§ **Document text**
———

A product that helps to illustrate some of the challenges faced by IoT developers, and that just a few years ago would not even have been considered a connected device, is the blood-glucose meter. One of the key characteristics of this product is volume: Blood-glucose meters are often produced in quantities of millions, and they tend to be sold below cost or even given away. Accordingly, the pressure to reduce BOM cost and minimize development time for these meters is intense. It’s not as though developing one of these devices is trivial, though. In fact, the feature list for a new blood-glucose meter is likely to include a color display, data logging capabilities, and cloud connectivity.
Facing such a complex list of requirements, a development team responsible for a blood-glucose meter would certainly want to leverage the multi-tasking capabilities of a kernel. Optimizing the kernel’s memory footprint would probably be one of the team’s top concerns, since the low-cost MCUs typical of high-volume products tend to have stingy flash and RAM allocations. A key step in reducing the footprint would be to remove any kernel resources—such as TCBs—not needed by application code. It would also be helpful to eliminate waste within the stacks needed by the application’s various kernel-managed tasks. A tool like Micrium’s µC/Probe, a screenshot of which is shown in Figure 2, could be used to achieve this objective. µC/Probe offers insight into a kernel-based application’s stack and heap use, enabling developers to easily identify and correct inefficiencies.

———

§ **Excerpts from a dataset**
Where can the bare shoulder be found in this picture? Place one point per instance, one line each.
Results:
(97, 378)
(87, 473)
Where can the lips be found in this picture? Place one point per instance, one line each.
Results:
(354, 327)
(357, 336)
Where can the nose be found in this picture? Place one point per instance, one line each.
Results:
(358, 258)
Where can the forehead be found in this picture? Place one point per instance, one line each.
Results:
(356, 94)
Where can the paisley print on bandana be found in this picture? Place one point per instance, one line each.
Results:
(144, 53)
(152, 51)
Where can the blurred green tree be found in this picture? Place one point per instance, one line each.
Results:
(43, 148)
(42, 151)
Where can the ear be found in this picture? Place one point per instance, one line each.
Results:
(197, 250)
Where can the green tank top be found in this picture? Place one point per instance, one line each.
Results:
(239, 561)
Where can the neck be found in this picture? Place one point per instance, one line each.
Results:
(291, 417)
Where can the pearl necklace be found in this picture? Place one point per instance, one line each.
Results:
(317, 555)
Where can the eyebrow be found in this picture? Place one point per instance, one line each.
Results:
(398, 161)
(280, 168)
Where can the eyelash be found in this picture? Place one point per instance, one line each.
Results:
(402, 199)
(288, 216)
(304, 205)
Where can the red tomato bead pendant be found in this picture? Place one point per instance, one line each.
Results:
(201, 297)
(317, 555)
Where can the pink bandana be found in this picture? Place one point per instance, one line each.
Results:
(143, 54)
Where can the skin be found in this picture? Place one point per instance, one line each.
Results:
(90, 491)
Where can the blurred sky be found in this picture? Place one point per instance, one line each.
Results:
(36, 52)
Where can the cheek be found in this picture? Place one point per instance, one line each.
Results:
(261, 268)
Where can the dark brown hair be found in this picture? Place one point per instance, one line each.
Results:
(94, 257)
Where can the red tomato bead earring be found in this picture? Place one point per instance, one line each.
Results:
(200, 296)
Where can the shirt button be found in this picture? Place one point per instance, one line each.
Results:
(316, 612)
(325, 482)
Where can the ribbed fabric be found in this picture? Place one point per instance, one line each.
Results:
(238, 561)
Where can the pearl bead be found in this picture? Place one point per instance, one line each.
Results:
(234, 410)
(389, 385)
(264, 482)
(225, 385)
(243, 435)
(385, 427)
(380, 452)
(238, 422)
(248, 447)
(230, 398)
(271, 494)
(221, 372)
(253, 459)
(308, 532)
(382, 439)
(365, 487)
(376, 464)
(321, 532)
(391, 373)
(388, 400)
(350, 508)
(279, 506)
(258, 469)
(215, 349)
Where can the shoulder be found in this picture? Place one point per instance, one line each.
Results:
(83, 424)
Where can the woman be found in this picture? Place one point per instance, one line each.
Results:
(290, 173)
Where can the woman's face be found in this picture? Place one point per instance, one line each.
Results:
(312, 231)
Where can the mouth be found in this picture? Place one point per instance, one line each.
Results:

———

§ **Task instructions**
1) In the blood-glucose meter text, rewrite the paragraph beginning "Facing such a complex list of requirements" as a short bulleted list that keeps its main facts.
2) Duplicate the part of the blood-glucose meter text that starts at the words "A product that" and ends after the words "and cloud connectivity.".

§ **Task answers**
1)
- A team developing a blood-glucose meter would want to use a kernel's multi-tasking capabilities.
- Reducing the kernel's memory footprint would be a top concern, because the low-cost MCUs typical of high-volume products have limited flash and RAM.
- One key step is removing kernel resources, such as TCBs, that application code doesn't need.
- Eliminating waste in the stacks of the application's kernel-managed tasks also helps.
- Micrium's µC/Probe shows a kernel-based application's stack and heap use, so developers can find and fix inefficiencies.

2)
A product that helps to illustrate some of the challenges faced by IoT developers, and that just a few years ago would not even have been considered a connected device, is the blood-glucose meter. One of the key characteristics of this product is volume: Blood-glucose meters are often produced in quantities of millions, and they tend to be sold below cost or even given away. Accordingly, the pressure to reduce BOM cost and minimize development time for these meters is intense. It’s not as though developing one of these devices is trivial, though. In fact, the feature list for a new blood-glucose meter is likely to include a color display, data logging capabilities, and cloud connectivity.